Consignes de travail:
a – Relevez, dans le récit de la belle Angevine, les qualités de Rénée que le texte déclare non moins séduisantes que son visage et les grâces de sa personne.
b – Transcrivez le passage du récit de la belle Angevine qui va de « La singularité de » à « et de potences. ».

Chronique du crime et de l'innocence, tome 1/8: Recueil des événements les plus tragiques;...
LA BELLE ANGEVINE;
HISTOIRE DU JEUNE PRÊTRE
CONDAMNÉ A ÊTRE PENDU, OU A L'ÉPOUSER.
La singularité de cette histoire, les circonstances intéressantes qui s'y rattachent, lui assignent une place dans ce recueil, quoi qu'elle n'offre ni coups de poignard, ni coupe empoisonnée, ni aucun autre des instrumens de l'assassinat. Ici les principaux personnages ne sont pas à l'abri de tout reproche; mais le crime est tout entier du côté de la justice, qui, au seizième siècle, et bien plus tard encore, se montrait si prodigue de bûchers et de potences.
Rénée Corbeau, fille d'un simple bourgeois de la ville d'Angers, était d'une si grande beauté, qu'on l'avait surnommée la belle Angevine; les églises, les promenades publiques où l'on savait qu'elle devait se trouver, attiraient toujours une affluence considérable, curieuse de la voir et de l'admirer. Son esprit, son caractère, le doux son de sa voix, n'étaient pas moins séduisans que son visage et les grâces de sa personne. Son amour-propre était sans doute agréablement flatté de tant d'empressement, mais son cœur restait indifférent au milieu d'une foule d'adorateurs, qui lui offraient en vain leur fortune en sollicitant sa main.
L'université d'Angers était alors très-florissante; un jeune gentilhomme de Séez y arriva en 1594. La présence de cet étudiant produisit sur les dames le même effet que celle de Rénée faisait sur les hommes. Sa beauté devint le sujet de toutes les conversations; tout le monde voulait voir le beau Normand, et pendant quelque temps il partagea avec la belle Angevine l'attention de la ville. Cependant le public, toujours avide de sensations nouvelles, désirait les voir ensemble pour décider lequel des deux emportait le prix de la beauté. Ils ne le désiraient pas moins vivement eux-mêmes, mais cette curiosité devait troubler pour long-temps le repos de leur vie. Dès qu'ils se virent, ils sentirent au même instant, elle qu'il était le plus beau des hommes; lui, qu'elle était la plus accomplie des femmes.
L'amour ne tarda pas à succéder à leur admiration mutuelle. Rénée, sensible pour la première fois, se livra à ce sentiment nouveau avec toute la naïve ardeur d'une jeune fille; elle prenait plaisir à entendre louer celui que tout le monde vantait, et nommait déjà son amant celui que toutes les femmes admiraient d'autant plus qu'il répondait avec froideur aux avances de la coquetterie; enfin tout, jusqu'aux vœux du public qui se prononçait hautement pour l'union d'un si beau couple, tout concourut à séduire Rénée, à l'enivrer d'amour.

[Fiches d'annotation par points]

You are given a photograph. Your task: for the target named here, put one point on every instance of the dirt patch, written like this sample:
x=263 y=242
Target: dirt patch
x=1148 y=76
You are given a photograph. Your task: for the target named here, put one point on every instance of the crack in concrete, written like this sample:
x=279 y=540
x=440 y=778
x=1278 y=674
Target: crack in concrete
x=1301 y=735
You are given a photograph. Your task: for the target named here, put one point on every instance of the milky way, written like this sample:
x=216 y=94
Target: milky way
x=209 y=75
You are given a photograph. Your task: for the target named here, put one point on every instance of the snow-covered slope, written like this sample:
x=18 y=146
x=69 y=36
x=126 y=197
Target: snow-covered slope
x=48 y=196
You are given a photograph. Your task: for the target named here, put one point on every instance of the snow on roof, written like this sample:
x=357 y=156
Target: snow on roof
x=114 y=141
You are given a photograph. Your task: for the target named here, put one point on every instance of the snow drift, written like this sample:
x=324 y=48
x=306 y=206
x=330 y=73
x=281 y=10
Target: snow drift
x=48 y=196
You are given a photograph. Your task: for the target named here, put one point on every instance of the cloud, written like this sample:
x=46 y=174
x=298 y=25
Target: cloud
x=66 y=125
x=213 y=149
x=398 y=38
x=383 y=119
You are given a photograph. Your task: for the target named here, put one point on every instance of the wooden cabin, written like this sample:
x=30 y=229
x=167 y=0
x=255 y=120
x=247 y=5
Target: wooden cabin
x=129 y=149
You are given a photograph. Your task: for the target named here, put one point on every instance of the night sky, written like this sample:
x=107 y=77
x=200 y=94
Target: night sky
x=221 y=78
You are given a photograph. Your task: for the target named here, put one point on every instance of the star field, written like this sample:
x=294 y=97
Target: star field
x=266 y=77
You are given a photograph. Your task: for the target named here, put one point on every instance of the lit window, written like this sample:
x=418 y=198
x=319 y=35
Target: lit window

Résultats dans l'ordre:
a – Son esprit, son caractère, le doux son de sa voix.

b –
La singularité de cette histoire, les circonstances intéressantes qui s'y rattachent, lui assignent une place dans ce recueil, quoi qu'elle n'offre ni coups de poignard, ni coupe empoisonnée, ni aucun autre des instrumens de l'assassinat. Ici les principaux personnages ne sont pas à l'abri de tout reproche; mais le crime est tout entier du côté de la justice, qui, au seizième siècle, et bien plus tard encore, se montrait si prodigue de bûchers et de potences.